[Image point grounding data]
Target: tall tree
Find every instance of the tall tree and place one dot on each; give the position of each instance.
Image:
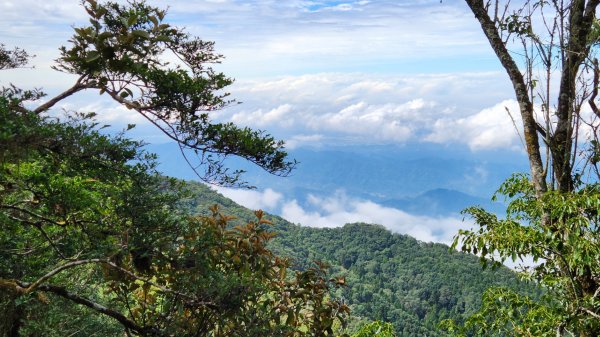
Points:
(548, 51)
(123, 54)
(91, 239)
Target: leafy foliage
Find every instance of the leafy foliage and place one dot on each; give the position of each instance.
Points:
(84, 223)
(376, 329)
(91, 239)
(565, 248)
(123, 53)
(389, 277)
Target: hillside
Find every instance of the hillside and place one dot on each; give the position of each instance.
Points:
(390, 277)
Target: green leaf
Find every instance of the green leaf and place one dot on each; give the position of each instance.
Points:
(92, 56)
(141, 33)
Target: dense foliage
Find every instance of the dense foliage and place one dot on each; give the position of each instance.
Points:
(91, 239)
(549, 51)
(566, 253)
(389, 277)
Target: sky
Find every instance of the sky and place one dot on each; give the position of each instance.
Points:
(319, 74)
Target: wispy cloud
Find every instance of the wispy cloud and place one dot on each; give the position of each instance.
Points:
(338, 209)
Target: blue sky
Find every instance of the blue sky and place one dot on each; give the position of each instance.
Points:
(319, 74)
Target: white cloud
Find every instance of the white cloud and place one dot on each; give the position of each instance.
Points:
(300, 140)
(266, 200)
(490, 128)
(374, 108)
(339, 209)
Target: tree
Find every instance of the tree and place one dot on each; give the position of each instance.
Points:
(92, 240)
(122, 55)
(553, 213)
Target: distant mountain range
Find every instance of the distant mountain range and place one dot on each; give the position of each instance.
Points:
(390, 277)
(418, 179)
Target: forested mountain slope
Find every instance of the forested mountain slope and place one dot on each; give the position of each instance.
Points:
(390, 277)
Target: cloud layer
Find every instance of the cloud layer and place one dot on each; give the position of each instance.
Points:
(339, 209)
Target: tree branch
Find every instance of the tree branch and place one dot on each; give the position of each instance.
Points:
(126, 322)
(525, 106)
(78, 86)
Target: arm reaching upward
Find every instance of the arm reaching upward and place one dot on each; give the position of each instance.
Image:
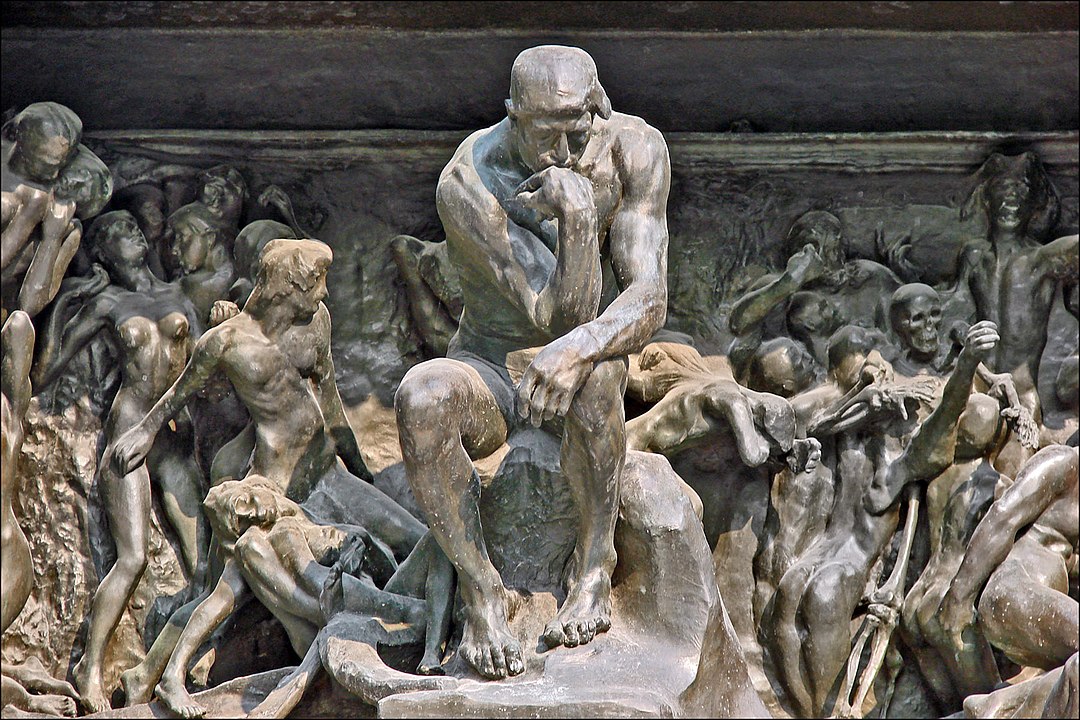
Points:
(932, 447)
(329, 401)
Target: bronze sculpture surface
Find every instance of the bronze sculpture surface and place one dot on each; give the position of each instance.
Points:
(658, 483)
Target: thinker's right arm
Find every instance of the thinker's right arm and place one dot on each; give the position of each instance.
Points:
(482, 235)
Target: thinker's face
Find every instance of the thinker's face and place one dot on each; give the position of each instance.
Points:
(918, 327)
(545, 140)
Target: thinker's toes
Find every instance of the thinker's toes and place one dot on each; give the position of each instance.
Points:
(571, 639)
(498, 662)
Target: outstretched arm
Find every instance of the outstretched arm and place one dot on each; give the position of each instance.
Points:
(932, 447)
(751, 310)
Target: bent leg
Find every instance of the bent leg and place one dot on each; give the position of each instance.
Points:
(174, 470)
(593, 452)
(206, 617)
(444, 413)
(1027, 619)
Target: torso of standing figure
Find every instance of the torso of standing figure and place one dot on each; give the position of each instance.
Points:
(1009, 289)
(272, 376)
(154, 352)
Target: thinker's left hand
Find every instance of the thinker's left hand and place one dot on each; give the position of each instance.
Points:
(553, 378)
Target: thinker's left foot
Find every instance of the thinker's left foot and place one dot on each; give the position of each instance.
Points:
(585, 613)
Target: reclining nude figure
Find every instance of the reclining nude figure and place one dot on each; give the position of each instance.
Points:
(529, 206)
(694, 397)
(306, 572)
(277, 354)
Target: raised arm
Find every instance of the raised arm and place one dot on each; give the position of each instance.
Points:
(637, 240)
(131, 449)
(482, 235)
(329, 401)
(63, 340)
(1061, 259)
(932, 447)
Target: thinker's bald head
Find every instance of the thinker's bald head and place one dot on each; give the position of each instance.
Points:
(555, 80)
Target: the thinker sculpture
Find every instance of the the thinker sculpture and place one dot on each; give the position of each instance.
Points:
(529, 206)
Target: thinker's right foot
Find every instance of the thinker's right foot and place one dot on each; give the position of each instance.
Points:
(175, 696)
(91, 693)
(487, 644)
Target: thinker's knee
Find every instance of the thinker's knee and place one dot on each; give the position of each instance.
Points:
(428, 393)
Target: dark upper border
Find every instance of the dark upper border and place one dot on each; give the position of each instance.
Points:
(672, 16)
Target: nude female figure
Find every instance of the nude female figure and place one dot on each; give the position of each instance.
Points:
(50, 695)
(808, 628)
(277, 354)
(151, 324)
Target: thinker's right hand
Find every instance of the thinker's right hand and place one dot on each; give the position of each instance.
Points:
(557, 192)
(131, 449)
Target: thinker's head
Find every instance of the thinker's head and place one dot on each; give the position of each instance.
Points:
(45, 137)
(915, 313)
(554, 97)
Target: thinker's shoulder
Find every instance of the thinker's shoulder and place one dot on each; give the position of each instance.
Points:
(633, 133)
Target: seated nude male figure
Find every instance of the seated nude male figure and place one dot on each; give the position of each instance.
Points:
(529, 206)
(277, 354)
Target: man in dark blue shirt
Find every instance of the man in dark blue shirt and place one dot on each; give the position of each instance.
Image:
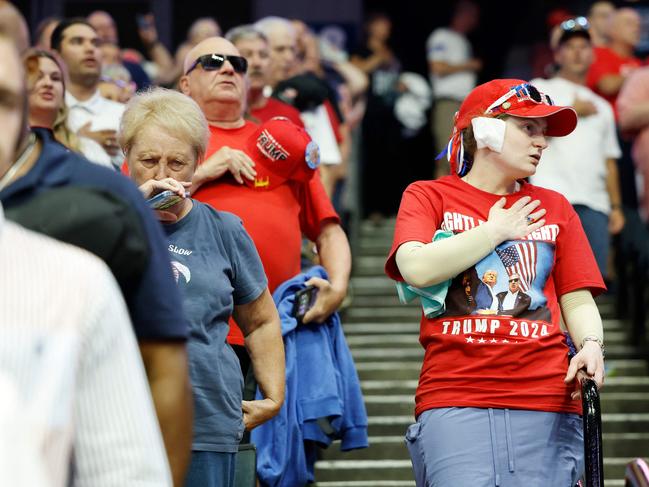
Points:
(153, 300)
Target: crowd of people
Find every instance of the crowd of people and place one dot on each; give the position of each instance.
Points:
(210, 183)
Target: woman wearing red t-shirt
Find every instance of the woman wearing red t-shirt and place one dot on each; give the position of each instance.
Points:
(497, 401)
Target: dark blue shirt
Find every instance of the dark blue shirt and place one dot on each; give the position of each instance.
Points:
(217, 268)
(153, 300)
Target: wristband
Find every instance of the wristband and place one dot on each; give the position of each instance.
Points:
(593, 338)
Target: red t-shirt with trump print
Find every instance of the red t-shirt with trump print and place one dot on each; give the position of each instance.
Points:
(498, 343)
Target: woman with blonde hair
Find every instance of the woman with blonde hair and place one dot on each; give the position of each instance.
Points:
(46, 103)
(164, 136)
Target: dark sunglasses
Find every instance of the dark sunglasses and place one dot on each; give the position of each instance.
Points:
(212, 62)
(576, 24)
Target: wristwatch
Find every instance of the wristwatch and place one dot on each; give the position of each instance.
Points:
(596, 339)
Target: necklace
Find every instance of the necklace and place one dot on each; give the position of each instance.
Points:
(20, 162)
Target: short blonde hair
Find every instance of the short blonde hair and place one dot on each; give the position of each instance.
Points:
(168, 110)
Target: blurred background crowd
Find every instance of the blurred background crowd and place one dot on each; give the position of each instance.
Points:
(376, 84)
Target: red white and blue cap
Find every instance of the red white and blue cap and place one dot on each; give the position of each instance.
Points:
(282, 151)
(513, 97)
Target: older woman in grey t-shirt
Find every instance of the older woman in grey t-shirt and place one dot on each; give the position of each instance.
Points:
(164, 136)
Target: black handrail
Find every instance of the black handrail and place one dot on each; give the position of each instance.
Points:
(592, 418)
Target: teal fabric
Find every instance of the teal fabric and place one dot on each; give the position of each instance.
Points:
(432, 297)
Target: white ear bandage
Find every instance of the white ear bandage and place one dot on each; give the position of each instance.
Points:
(489, 132)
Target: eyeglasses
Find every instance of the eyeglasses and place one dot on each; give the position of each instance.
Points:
(212, 62)
(523, 92)
(578, 23)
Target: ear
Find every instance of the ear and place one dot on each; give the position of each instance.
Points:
(183, 83)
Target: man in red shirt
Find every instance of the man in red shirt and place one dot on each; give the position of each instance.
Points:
(253, 45)
(275, 218)
(614, 63)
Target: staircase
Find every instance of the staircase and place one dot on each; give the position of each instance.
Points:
(383, 336)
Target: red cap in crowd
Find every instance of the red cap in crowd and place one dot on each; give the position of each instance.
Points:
(282, 151)
(514, 97)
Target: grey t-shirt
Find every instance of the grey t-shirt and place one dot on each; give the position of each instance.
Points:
(216, 267)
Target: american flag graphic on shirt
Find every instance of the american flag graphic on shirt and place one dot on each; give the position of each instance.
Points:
(520, 258)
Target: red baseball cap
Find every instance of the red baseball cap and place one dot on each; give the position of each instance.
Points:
(513, 97)
(282, 151)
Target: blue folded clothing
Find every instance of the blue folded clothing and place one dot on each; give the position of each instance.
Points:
(432, 297)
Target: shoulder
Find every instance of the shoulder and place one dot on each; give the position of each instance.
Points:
(433, 187)
(111, 105)
(227, 222)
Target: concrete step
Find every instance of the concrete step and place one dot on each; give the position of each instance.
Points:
(391, 298)
(403, 404)
(412, 352)
(364, 286)
(393, 370)
(396, 353)
(383, 328)
(393, 448)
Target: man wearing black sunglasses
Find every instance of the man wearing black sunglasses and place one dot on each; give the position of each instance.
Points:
(289, 209)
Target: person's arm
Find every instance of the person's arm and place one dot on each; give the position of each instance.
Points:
(422, 265)
(356, 79)
(335, 257)
(442, 68)
(616, 218)
(635, 116)
(168, 373)
(370, 63)
(117, 439)
(581, 316)
(260, 325)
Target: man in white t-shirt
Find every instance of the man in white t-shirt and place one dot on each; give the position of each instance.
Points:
(90, 114)
(514, 301)
(583, 165)
(452, 69)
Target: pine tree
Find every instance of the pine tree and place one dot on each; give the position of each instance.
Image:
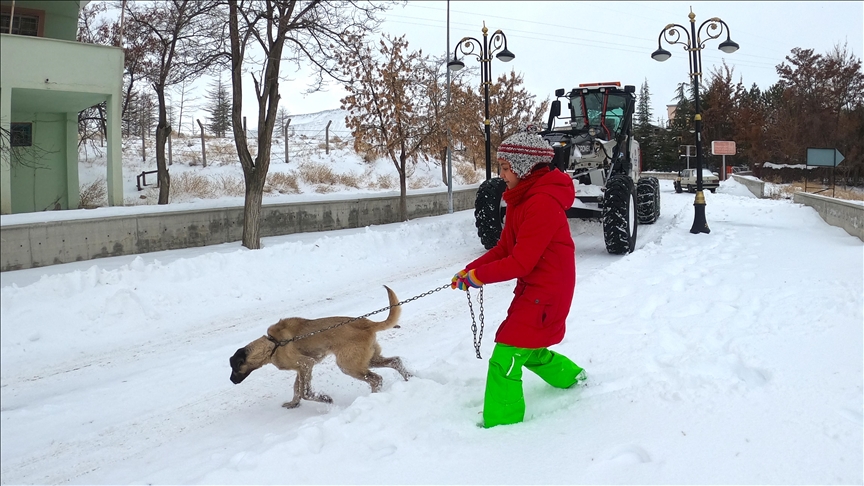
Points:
(219, 108)
(643, 130)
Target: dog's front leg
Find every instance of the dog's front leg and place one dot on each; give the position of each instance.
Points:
(295, 402)
(303, 385)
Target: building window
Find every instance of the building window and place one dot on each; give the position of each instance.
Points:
(21, 135)
(26, 21)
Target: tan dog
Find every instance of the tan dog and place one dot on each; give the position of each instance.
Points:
(354, 344)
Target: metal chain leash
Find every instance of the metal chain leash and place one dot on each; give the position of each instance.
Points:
(477, 339)
(334, 326)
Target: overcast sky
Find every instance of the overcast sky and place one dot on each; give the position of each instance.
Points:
(562, 44)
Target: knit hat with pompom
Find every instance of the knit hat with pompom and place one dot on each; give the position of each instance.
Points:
(525, 149)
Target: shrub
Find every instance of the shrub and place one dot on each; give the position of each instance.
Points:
(192, 185)
(283, 182)
(92, 195)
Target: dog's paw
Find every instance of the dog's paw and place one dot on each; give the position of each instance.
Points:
(318, 397)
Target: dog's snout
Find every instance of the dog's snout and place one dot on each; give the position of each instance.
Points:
(236, 362)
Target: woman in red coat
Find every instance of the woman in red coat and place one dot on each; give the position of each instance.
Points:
(537, 250)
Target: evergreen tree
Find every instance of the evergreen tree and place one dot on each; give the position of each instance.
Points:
(643, 130)
(219, 107)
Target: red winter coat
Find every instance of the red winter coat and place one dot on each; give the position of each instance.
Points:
(537, 250)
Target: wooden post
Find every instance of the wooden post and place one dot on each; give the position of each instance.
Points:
(285, 136)
(203, 148)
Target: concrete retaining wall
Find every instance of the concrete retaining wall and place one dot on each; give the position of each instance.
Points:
(40, 244)
(757, 187)
(836, 212)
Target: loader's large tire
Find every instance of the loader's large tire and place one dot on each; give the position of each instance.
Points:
(489, 212)
(619, 215)
(647, 200)
(656, 183)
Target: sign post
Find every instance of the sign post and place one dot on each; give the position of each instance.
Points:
(823, 157)
(723, 148)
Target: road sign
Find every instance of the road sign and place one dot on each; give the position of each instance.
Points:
(823, 157)
(723, 148)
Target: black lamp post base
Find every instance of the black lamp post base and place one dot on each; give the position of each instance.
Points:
(700, 224)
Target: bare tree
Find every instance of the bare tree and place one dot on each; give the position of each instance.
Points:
(297, 31)
(389, 104)
(189, 36)
(187, 102)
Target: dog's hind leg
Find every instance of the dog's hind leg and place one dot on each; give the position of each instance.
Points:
(374, 379)
(395, 362)
(303, 385)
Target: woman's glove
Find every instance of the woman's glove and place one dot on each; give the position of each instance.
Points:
(465, 280)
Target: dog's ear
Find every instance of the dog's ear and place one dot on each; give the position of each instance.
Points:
(238, 359)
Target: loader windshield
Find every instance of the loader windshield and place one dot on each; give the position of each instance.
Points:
(603, 111)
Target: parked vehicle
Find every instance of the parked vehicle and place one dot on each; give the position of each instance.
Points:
(593, 141)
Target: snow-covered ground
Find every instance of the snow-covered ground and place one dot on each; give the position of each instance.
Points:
(733, 357)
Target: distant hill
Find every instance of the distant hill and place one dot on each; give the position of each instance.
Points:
(313, 124)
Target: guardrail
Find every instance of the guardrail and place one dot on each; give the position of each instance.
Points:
(836, 212)
(49, 243)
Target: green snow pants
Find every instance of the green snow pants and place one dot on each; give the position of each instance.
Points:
(504, 402)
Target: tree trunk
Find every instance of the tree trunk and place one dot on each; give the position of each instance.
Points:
(203, 147)
(252, 210)
(444, 166)
(163, 131)
(285, 137)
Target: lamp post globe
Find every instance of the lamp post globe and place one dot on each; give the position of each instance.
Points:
(483, 53)
(693, 44)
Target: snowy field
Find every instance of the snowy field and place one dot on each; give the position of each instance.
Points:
(729, 358)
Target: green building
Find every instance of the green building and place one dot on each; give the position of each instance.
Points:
(46, 79)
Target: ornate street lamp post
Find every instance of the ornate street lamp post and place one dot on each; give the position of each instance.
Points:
(486, 48)
(693, 43)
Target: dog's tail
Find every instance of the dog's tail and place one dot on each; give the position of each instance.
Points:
(393, 318)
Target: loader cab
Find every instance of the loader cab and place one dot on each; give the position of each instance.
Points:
(596, 108)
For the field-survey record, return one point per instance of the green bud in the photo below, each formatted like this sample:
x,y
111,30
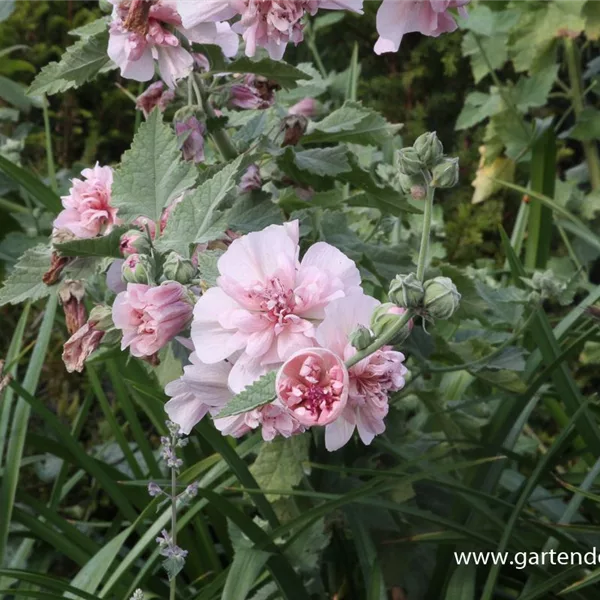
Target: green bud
x,y
429,148
138,268
441,298
361,337
177,268
406,291
409,162
445,173
386,316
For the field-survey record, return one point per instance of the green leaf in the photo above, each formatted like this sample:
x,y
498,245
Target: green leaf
x,y
106,245
79,64
278,465
255,395
197,218
275,70
25,281
352,123
152,172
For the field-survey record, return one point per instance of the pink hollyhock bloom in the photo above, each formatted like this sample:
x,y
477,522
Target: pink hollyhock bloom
x,y
307,107
266,300
155,95
141,33
203,389
251,179
430,17
193,144
151,316
270,24
371,380
87,210
313,384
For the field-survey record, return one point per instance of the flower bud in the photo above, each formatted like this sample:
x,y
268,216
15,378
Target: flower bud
x,y
138,268
429,148
406,291
386,316
445,173
134,241
409,162
441,298
177,268
361,337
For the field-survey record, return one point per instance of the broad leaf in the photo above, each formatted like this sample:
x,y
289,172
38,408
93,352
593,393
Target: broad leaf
x,y
25,281
79,64
152,172
259,393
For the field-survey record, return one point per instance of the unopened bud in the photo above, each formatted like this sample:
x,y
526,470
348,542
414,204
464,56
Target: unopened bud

== TASK DETAILS ==
Each line in which the string "standing" is found must be copied from the data.

== RESPONSE FOR THIS EXERCISE ==
Target: torso of standing figure
Find every instance of the torso of standing figure and place one dot on each; give the position of each instance.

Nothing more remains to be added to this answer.